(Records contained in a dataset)

------------------------------------------------------------------------

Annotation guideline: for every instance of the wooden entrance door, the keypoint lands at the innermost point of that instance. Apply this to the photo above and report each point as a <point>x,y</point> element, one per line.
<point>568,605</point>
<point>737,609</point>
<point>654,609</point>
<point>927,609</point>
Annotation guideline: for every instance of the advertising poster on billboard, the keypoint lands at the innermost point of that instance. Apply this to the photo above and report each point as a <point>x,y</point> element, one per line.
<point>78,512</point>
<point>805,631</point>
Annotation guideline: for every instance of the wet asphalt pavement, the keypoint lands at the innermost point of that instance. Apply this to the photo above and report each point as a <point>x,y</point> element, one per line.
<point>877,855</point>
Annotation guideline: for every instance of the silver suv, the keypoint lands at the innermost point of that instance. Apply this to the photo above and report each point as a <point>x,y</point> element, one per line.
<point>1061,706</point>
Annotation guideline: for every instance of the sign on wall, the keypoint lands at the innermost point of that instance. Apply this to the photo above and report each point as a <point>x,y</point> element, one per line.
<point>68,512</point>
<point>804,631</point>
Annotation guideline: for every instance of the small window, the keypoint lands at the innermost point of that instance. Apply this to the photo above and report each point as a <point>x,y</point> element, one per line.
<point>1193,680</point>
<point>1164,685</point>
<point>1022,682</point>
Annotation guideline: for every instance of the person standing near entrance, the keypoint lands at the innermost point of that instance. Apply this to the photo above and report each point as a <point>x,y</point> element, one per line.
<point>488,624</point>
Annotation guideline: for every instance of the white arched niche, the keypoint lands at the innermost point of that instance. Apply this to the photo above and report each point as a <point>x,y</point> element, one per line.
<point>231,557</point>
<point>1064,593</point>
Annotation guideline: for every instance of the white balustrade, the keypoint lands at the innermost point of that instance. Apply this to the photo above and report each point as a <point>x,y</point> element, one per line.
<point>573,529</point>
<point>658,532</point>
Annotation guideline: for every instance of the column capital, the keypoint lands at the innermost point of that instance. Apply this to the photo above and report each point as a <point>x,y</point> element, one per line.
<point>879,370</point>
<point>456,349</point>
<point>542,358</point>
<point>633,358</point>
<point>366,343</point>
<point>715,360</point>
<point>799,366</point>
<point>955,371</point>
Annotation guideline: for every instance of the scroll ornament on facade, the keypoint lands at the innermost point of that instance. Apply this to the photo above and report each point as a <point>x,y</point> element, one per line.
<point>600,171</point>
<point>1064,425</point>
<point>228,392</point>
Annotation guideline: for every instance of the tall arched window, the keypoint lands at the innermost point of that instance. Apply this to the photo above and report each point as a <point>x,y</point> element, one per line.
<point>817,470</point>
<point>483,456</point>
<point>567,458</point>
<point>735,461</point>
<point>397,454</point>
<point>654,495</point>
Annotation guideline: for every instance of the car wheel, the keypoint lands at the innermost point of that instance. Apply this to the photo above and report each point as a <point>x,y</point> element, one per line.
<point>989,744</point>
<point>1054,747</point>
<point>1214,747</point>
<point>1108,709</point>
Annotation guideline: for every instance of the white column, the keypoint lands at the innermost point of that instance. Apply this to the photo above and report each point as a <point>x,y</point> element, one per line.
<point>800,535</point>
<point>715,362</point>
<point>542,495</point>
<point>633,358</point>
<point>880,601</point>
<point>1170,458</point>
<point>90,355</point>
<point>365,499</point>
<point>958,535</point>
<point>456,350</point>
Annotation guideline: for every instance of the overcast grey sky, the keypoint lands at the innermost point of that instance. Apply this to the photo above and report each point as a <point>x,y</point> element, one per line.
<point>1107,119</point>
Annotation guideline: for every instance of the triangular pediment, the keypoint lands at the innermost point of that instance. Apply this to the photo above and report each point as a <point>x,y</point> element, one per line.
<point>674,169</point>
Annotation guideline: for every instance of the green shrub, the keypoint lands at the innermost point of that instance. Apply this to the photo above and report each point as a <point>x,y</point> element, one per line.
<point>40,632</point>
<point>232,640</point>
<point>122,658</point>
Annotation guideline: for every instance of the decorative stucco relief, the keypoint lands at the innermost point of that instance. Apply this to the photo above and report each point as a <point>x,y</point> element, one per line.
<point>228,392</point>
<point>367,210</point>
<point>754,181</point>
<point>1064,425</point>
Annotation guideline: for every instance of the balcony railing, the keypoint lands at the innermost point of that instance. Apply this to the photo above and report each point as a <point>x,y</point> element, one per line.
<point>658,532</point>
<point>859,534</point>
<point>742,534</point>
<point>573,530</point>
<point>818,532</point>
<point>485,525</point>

------------------------------------------------------------------------

WORK ITEM: Faithfully copy every entry, leaving nothing out.

RESPONSE TO THIS EXERCISE:
Annotation guideline: for every instance of the wooden entrance door, the keypoint lands at the innermost point of that instance. Apply this to the photo above and report each point as a <point>x,y</point> element, one per line.
<point>568,605</point>
<point>737,609</point>
<point>654,609</point>
<point>927,609</point>
Annotation guideline: for every instance of the advertising poster on billboard, the keypoint lands at the innermost point of that instance. Apply this to the photo above and report each point as a <point>x,y</point> element, one per line.
<point>78,512</point>
<point>805,631</point>
Annotation guideline: for every instance of the wet asphalt pavement, the keypoint lands at the innermost point of that instance. Apply this to the photo above and report each point as a <point>x,y</point> element, one per line.
<point>877,855</point>
Annotation guideline: for every instance of the silver suv, the keypoint lands at the innermost point of that instance. Apply this to the photo above and report each point as a <point>x,y</point> element, one per line.
<point>1061,706</point>
Annotation guideline: for every instance of the sign on wall, the keypoint lands at the innermost point of that instance. Apply this to the photo above and report each point as a <point>x,y</point> element, one per line.
<point>68,512</point>
<point>804,631</point>
Annotation guideline: for every instance of the small window, the keypoint lands at the innermost point of that instance. Apply this to the photo above and report each point as a <point>x,y</point> element, one per line.
<point>1193,680</point>
<point>1164,685</point>
<point>1022,682</point>
Annotation guideline: for every instance of the person standing near entrance, the keypoint lands at the innermost point of that instance. Apply this to the photo above and report each point as a <point>x,y</point> element, one per line.
<point>488,624</point>
Annotation guideline: for every instance of the white arched niche, the keypoint lands at the innermost point of that instance. Apply this to the photo above and report each point as a <point>x,y</point> element, one per line.
<point>231,557</point>
<point>1064,593</point>
Annotation guideline: for every instance of the white balustrade, the keypoint lands at the innermost point of that instance. Apply this to the photo above and report each point as a <point>x,y</point> element, one per line.
<point>573,529</point>
<point>658,532</point>
Annotation guideline: for every instance of the column capital, the keypoint lands at the innermost point of that instance. Apply this to the photo above and report each point as a <point>x,y</point> element, one per line.
<point>879,370</point>
<point>456,349</point>
<point>542,358</point>
<point>633,358</point>
<point>366,343</point>
<point>715,360</point>
<point>799,366</point>
<point>955,371</point>
Annotation guideline: for every instance of the scroll ornament on facade, the keypoint lands at the innermost point of that instance. Apply this to the photo above and report each point as a <point>x,y</point> element, one per line.
<point>600,171</point>
<point>1064,425</point>
<point>228,392</point>
Annotation guideline: for every instance of the tall arched window, the keypoint lands at the innermost point of that instance. Apply this to the photo above and report each point as a <point>x,y</point> element, one per line.
<point>817,470</point>
<point>483,456</point>
<point>567,458</point>
<point>735,461</point>
<point>397,454</point>
<point>654,495</point>
Annotation guideline: for every instance of the car wheel, the keypoint lands at the innermost point of that instance. Apply this to the photo above and report each point as a <point>x,y</point> element, one per line.
<point>989,744</point>
<point>1054,747</point>
<point>1214,747</point>
<point>1108,709</point>
Annotation guideline: for every instance of the white column, the keypoint lands at the innermost point of that instance. Apply this to the photo above and report each point as a <point>x,y</point> element, one per line.
<point>800,535</point>
<point>715,362</point>
<point>542,495</point>
<point>633,358</point>
<point>880,601</point>
<point>1170,458</point>
<point>90,355</point>
<point>365,499</point>
<point>958,535</point>
<point>456,350</point>
Annotation guideline: for every instance of the overcast grey sky, the keypoint lands at the innermost point of that instance. Apply this to the photo above and report each point as a <point>x,y</point> element, one per line.
<point>1107,119</point>
Annotation guideline: for every instance of the triangular pediment, the keypoint lands at the innermost point of that instance. Apply this to the photo above and report each point as a <point>x,y</point> element, one per line.
<point>674,169</point>
Annotation guideline: for every instance of the green shrub, the keypoint lands at the innermost point of that instance. Apply this to the photo above and report each point as a <point>x,y</point> element, one per line.
<point>40,632</point>
<point>232,640</point>
<point>122,658</point>
Annotation guideline: for every instance of the decorative stucco relief, the keypoint lands at the innermost point of that instance. Apply this to the photo above and report each point as a <point>x,y</point> element, one per line.
<point>228,392</point>
<point>367,210</point>
<point>754,181</point>
<point>1064,425</point>
Annotation guideline: for every instance of the balcony railing, the keypoint lands at the innermost point of that instance. Apply this to the photo above and report each point as a <point>x,y</point> element, one per line.
<point>658,532</point>
<point>859,534</point>
<point>742,534</point>
<point>573,530</point>
<point>818,532</point>
<point>485,525</point>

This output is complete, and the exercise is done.